● **Your task**
Please set out each line below exactly as it stands, without the images.

[Records from a data collection]

◆ ◆ ◆ ◆

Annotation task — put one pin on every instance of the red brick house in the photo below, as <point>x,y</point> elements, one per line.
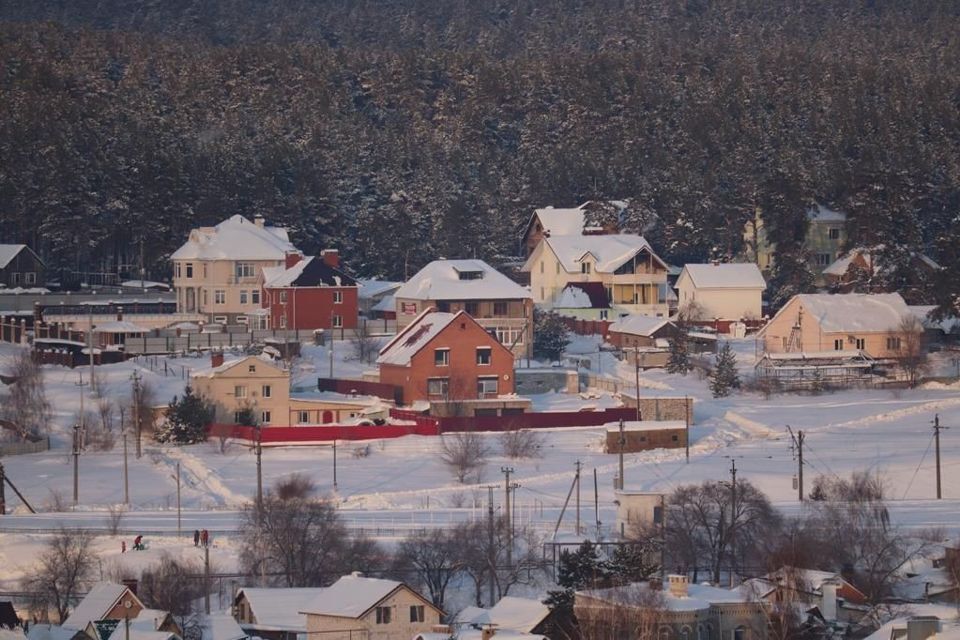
<point>309,293</point>
<point>447,357</point>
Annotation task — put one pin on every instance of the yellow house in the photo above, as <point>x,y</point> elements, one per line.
<point>370,608</point>
<point>872,324</point>
<point>625,265</point>
<point>731,291</point>
<point>216,272</point>
<point>264,388</point>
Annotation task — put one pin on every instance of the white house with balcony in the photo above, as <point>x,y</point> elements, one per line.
<point>216,272</point>
<point>632,275</point>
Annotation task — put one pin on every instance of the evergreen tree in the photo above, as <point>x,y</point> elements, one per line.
<point>724,376</point>
<point>550,336</point>
<point>187,420</point>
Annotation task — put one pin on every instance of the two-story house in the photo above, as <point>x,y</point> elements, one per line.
<point>625,265</point>
<point>448,358</point>
<point>310,293</point>
<point>501,306</point>
<point>217,272</point>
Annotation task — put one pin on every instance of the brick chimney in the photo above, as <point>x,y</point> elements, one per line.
<point>331,257</point>
<point>291,259</point>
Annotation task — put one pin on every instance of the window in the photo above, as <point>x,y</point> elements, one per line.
<point>487,386</point>
<point>484,355</point>
<point>245,270</point>
<point>438,386</point>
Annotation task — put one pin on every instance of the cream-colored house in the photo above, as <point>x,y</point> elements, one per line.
<point>370,608</point>
<point>216,272</point>
<point>264,387</point>
<point>870,324</point>
<point>625,265</point>
<point>730,291</point>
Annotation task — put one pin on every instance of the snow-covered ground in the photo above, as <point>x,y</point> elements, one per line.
<point>386,486</point>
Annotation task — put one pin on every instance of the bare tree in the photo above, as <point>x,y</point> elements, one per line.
<point>64,570</point>
<point>465,454</point>
<point>26,405</point>
<point>912,356</point>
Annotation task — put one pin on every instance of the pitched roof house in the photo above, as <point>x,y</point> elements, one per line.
<point>852,322</point>
<point>448,359</point>
<point>724,291</point>
<point>499,304</point>
<point>310,293</point>
<point>624,265</point>
<point>355,606</point>
<point>217,270</point>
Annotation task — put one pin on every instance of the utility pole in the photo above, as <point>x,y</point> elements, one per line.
<point>798,443</point>
<point>936,435</point>
<point>577,477</point>
<point>137,421</point>
<point>76,464</point>
<point>491,555</point>
<point>621,441</point>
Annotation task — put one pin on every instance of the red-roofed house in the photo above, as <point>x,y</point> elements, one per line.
<point>447,357</point>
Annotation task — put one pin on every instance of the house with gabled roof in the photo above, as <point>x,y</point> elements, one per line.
<point>274,613</point>
<point>359,607</point>
<point>310,293</point>
<point>449,359</point>
<point>217,270</point>
<point>633,276</point>
<point>500,305</point>
<point>721,291</point>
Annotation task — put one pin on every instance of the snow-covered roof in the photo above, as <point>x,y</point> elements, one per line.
<point>373,288</point>
<point>280,609</point>
<point>727,275</point>
<point>415,336</point>
<point>819,213</point>
<point>639,325</point>
<point>609,252</point>
<point>97,603</point>
<point>236,238</point>
<point>460,280</point>
<point>855,312</point>
<point>351,596</point>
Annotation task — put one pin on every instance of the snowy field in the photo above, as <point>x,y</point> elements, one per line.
<point>402,484</point>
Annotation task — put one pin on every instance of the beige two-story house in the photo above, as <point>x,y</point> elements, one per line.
<point>369,608</point>
<point>217,270</point>
<point>633,276</point>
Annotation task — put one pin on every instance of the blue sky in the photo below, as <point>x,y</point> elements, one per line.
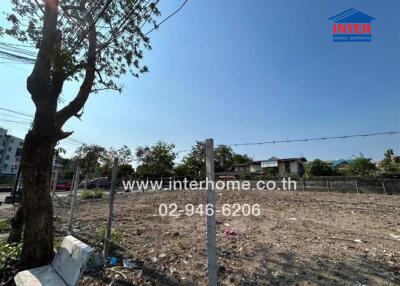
<point>248,71</point>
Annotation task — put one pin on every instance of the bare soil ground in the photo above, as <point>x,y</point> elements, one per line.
<point>300,238</point>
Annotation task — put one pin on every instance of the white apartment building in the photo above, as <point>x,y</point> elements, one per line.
<point>10,153</point>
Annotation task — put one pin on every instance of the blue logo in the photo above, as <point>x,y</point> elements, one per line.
<point>352,26</point>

◆ ◆ ◆ ◆

● **Written response**
Annotation task — put one pin on every instance of the red brick house in the photo below, as <point>x,y</point> elements, one per line.
<point>309,293</point>
<point>447,357</point>
Annotation task — put one pin on every instance of the yellow house in the photo above, as <point>x,y</point> elements, one per line.
<point>370,608</point>
<point>872,324</point>
<point>625,265</point>
<point>731,291</point>
<point>216,272</point>
<point>264,388</point>
Annotation task — put one pin on every instance of the white house with balcony in the photo above, as <point>x,y</point> elements, one per line.
<point>216,272</point>
<point>632,275</point>
Annotation task — put one pin on every instance of the evergreen tree in the photo above, as <point>x,y</point> elements, one per line.
<point>724,376</point>
<point>550,336</point>
<point>187,420</point>
Annotation task — put one pin on every instance of the two-story house in the photo above, as <point>x,y</point> elements, one per line.
<point>625,265</point>
<point>448,358</point>
<point>310,293</point>
<point>501,306</point>
<point>217,272</point>
Annotation task — put one pin on every instance of the brick chimney in the photo above, as <point>x,y</point> elements, one per line.
<point>331,257</point>
<point>291,259</point>
Annotation task — put one pin on every instance of the window in the photo above, as <point>x,y</point> elements, one per line.
<point>487,386</point>
<point>484,355</point>
<point>245,270</point>
<point>438,386</point>
Annotation task — put one pin on every instance of the cream-colored house in the photo above, as <point>x,y</point> elements, one per line.
<point>370,608</point>
<point>216,272</point>
<point>264,387</point>
<point>870,324</point>
<point>625,265</point>
<point>730,291</point>
Annotation task — put one pin on every instance of the snow-covered ground in the photo above, as <point>x,y</point> elements, one per line.
<point>386,486</point>
Annotation task — put one pin on every instance of the bare tree in the photo above, as <point>x,y</point> elements, one per line.
<point>64,570</point>
<point>465,454</point>
<point>26,405</point>
<point>912,356</point>
Annotation task — put one pin on every instance of the pitched roof house in the photo above, as <point>x,y</point> elements, one per line.
<point>852,322</point>
<point>448,359</point>
<point>724,291</point>
<point>499,304</point>
<point>310,293</point>
<point>624,265</point>
<point>355,606</point>
<point>217,270</point>
Annotation task — put one pin on every instance of the utility pole in the photo above, as <point>x,y</point> elements, one per line.
<point>798,443</point>
<point>936,435</point>
<point>577,477</point>
<point>137,421</point>
<point>76,464</point>
<point>491,555</point>
<point>621,441</point>
Annotation task — put one pin on every instance of the red-roofed house in the photo above, as <point>x,y</point> elements, one per line.
<point>447,357</point>
Annotation task — put one pin on every instance of the house with gabled roof in the photo above, as <point>x,y</point> elements, one per line.
<point>274,613</point>
<point>359,607</point>
<point>310,293</point>
<point>449,359</point>
<point>217,270</point>
<point>633,276</point>
<point>500,305</point>
<point>721,291</point>
Annotation task — put one pin on every instance of the snow-covered roof in the photo above, as <point>x,y</point> elements, one per line.
<point>373,288</point>
<point>280,609</point>
<point>727,275</point>
<point>415,336</point>
<point>819,213</point>
<point>639,325</point>
<point>609,252</point>
<point>97,603</point>
<point>236,238</point>
<point>460,280</point>
<point>855,312</point>
<point>351,596</point>
Annotation task — put one pin on every instance of the snowy field in the photo above, as <point>x,y</point> elements, one per line.
<point>402,484</point>
Annotation task — put one pin on every instance of the beige two-story house in the photo above, as <point>x,y</point> elements, one per line.
<point>369,608</point>
<point>217,270</point>
<point>633,276</point>
Annotation task — put one pin on every instance of the blue sky in the photo below, as <point>x,y</point> elements, one per line.
<point>248,71</point>
Annotation task — put one pin on every instance of the bare soil ground in the photo above, as <point>x,y</point> elements, one per line.
<point>300,238</point>
Annotation task — put one pin on every instance of the white apartment building in the photo above, as <point>x,y</point> elements, one per line.
<point>10,153</point>
Annotation task — put one pin on every instance of the blue logo in the photo above, as <point>x,y</point> elements, one per line.
<point>352,26</point>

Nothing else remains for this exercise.